• **What you have to do**:
Substitute "knitted" for "crochet" in the rows between the line holding "Where can the purple crochet" and the line holding "point(370, 288)", inclusive. Give those lines again with nothing else changed.

[Coordinate annotation records]
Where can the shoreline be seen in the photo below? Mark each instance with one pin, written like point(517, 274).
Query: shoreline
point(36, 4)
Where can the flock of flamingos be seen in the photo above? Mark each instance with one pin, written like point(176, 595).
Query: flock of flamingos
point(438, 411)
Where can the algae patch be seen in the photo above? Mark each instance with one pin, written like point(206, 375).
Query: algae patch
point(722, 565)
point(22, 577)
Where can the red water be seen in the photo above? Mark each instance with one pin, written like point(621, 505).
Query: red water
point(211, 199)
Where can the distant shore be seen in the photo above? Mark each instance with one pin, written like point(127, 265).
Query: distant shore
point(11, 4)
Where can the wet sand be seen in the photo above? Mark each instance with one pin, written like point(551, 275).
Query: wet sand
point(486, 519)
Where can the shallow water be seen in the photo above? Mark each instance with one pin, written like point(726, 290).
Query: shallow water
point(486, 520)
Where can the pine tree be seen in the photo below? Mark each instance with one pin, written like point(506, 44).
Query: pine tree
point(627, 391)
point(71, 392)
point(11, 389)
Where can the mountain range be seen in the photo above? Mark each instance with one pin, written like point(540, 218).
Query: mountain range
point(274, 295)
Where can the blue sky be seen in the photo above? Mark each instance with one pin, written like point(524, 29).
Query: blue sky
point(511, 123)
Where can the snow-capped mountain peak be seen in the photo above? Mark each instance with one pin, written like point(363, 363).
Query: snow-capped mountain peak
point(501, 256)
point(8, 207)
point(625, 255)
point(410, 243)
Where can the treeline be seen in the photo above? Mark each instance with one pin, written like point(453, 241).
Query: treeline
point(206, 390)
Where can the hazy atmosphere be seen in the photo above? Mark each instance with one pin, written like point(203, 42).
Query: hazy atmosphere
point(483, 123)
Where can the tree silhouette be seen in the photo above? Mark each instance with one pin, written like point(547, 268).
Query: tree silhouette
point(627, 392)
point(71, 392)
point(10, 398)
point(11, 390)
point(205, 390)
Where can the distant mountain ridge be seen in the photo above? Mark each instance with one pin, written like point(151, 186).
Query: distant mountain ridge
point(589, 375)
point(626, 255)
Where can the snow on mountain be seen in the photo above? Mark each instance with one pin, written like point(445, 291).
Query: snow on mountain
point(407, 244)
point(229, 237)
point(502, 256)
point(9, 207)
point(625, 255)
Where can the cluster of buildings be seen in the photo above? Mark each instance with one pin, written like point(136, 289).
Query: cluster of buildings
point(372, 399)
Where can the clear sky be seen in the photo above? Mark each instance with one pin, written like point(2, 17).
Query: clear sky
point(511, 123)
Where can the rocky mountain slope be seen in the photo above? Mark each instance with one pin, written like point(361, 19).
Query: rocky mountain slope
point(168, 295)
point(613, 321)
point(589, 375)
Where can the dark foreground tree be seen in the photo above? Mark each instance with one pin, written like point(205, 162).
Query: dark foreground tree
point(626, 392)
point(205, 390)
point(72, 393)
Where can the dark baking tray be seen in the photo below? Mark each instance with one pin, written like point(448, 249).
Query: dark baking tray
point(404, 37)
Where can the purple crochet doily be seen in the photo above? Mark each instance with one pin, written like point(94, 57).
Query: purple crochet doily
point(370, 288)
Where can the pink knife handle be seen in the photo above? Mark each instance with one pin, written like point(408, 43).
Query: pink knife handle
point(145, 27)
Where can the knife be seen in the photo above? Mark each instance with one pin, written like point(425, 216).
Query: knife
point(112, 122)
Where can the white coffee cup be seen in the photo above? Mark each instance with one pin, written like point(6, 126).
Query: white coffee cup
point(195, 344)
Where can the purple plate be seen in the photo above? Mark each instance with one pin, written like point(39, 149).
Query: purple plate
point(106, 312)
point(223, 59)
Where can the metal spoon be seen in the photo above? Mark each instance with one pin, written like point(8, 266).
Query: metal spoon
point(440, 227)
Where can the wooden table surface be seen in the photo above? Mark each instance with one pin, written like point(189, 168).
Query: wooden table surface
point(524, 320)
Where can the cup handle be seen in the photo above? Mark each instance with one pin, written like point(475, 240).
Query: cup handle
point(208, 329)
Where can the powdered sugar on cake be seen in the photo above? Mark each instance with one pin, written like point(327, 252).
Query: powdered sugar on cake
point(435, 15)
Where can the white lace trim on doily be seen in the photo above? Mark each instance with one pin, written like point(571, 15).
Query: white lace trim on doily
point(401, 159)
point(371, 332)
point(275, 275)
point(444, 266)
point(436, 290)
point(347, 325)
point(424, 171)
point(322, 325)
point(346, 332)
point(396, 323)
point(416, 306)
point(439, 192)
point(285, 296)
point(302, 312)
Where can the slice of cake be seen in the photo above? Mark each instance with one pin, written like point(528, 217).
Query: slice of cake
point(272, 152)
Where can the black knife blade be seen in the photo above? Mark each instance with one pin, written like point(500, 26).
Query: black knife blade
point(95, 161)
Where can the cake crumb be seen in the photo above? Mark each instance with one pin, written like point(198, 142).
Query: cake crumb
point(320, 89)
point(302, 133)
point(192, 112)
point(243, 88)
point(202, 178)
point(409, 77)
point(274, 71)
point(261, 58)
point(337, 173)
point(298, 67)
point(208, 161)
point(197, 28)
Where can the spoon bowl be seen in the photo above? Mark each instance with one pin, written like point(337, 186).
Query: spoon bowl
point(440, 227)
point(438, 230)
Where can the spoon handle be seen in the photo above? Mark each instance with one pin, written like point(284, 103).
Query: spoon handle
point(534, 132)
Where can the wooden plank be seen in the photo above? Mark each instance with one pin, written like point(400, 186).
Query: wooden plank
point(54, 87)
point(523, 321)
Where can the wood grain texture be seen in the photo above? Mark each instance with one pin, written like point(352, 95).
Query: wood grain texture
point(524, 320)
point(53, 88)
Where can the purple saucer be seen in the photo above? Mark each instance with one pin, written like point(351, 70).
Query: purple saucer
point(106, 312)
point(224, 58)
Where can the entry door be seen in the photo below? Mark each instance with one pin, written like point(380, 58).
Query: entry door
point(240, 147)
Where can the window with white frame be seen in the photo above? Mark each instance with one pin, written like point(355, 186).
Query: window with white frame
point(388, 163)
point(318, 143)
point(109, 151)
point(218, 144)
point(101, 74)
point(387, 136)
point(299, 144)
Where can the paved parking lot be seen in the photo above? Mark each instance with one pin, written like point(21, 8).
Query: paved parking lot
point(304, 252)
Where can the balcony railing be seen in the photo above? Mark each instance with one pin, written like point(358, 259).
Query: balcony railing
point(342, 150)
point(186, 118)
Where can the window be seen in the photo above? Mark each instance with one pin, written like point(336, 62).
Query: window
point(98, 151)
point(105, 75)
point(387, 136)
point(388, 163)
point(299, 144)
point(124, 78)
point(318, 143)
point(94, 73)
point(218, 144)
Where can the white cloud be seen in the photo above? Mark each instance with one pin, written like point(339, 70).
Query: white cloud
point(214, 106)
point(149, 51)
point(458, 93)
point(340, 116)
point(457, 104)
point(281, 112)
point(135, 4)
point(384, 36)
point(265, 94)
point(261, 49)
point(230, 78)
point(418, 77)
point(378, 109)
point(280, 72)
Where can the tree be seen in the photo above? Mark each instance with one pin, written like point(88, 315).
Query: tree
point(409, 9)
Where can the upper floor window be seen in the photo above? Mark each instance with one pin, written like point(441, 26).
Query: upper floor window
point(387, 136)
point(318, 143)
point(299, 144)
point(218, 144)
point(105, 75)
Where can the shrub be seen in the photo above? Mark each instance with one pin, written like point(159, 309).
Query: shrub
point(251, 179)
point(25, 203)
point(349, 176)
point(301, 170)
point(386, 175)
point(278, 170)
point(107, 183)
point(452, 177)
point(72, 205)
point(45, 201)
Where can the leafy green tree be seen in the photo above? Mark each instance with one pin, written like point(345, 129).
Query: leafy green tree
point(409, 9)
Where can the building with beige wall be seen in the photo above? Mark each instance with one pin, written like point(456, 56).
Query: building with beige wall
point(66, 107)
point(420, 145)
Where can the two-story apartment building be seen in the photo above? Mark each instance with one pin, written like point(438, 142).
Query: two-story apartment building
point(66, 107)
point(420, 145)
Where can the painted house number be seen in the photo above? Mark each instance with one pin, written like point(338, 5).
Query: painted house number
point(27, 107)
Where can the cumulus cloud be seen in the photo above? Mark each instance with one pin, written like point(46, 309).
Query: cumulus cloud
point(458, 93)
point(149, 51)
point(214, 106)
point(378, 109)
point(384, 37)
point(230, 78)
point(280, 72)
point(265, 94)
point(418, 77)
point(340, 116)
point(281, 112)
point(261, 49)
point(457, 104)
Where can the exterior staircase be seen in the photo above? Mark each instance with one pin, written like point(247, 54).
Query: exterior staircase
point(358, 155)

• **Worked solution**:
Where can the purple knitted doily be seen in the photo above? Mark each instance with one pin, written like point(94, 57).
Query: purple knitted doily
point(370, 288)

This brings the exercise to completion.